> [Exercise description]: Return every one of the rows below word for word, changing nothing.
====== Data supplied
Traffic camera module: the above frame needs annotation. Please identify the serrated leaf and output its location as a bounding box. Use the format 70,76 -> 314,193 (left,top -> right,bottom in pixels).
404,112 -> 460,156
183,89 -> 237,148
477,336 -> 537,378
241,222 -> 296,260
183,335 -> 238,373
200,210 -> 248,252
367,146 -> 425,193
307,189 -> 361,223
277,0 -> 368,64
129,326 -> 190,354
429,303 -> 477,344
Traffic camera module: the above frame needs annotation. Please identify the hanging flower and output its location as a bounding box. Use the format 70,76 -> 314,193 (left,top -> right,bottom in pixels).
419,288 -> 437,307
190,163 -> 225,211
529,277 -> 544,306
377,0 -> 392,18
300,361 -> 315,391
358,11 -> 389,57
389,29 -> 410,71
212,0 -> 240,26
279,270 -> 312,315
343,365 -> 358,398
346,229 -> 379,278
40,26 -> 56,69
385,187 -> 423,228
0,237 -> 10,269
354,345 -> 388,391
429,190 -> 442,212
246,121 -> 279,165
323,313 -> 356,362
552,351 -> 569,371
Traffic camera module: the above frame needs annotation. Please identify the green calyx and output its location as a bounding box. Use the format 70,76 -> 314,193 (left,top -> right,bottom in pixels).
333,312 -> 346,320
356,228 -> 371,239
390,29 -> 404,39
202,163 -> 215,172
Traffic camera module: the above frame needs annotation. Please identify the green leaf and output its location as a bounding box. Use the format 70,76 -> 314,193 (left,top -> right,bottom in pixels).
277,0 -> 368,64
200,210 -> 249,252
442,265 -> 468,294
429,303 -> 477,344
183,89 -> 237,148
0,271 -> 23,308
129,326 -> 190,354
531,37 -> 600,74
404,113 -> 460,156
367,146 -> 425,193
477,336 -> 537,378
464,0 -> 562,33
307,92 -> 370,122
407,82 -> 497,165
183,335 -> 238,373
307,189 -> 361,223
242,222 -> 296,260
============
> [Output of the exercise]:
Traffic camera module: the above frame needs annotation. Please identify the serrated leaf and output its location as a bounding box. Use the format 70,76 -> 314,193 (left,top -> right,bottom in pixels).
404,112 -> 460,156
183,89 -> 237,148
477,336 -> 537,378
241,222 -> 296,260
183,335 -> 238,373
200,210 -> 248,252
367,146 -> 425,193
307,189 -> 361,223
277,0 -> 368,64
129,326 -> 190,354
429,303 -> 477,344
Traffic camera module: the above frame needs annotation. Please identify the hanging flower and output its location as a bounding box. Use the format 70,76 -> 314,193 (left,top -> right,bottom in pixels).
419,288 -> 437,307
190,163 -> 225,211
529,277 -> 544,306
377,0 -> 392,18
300,361 -> 315,391
358,11 -> 389,57
389,29 -> 410,71
212,0 -> 240,26
279,270 -> 312,315
343,365 -> 358,398
346,229 -> 379,278
40,26 -> 56,69
385,187 -> 423,228
0,237 -> 10,269
354,345 -> 388,391
429,190 -> 442,212
246,121 -> 279,165
323,313 -> 356,362
552,351 -> 569,371
Traffic camera module: the above frame needs annotation. Please identify the green calyx and output its location as a bounding box. Use the format 70,76 -> 314,193 (left,top -> right,bottom in pixels).
333,312 -> 346,320
356,228 -> 371,239
390,29 -> 404,39
202,163 -> 215,172
Traffic camera module: the above frame needs annotation. Please identify the green leaf and output its location as a bounding box. Use the format 70,76 -> 314,193 (left,top -> right,bottom in pixels).
277,0 -> 368,64
200,210 -> 249,252
442,265 -> 468,294
429,303 -> 477,344
183,89 -> 237,148
0,271 -> 23,308
129,326 -> 190,354
531,37 -> 600,74
404,113 -> 460,156
367,146 -> 425,193
477,336 -> 537,378
464,0 -> 562,33
307,92 -> 370,122
407,82 -> 497,165
183,335 -> 238,373
307,189 -> 361,223
242,222 -> 296,260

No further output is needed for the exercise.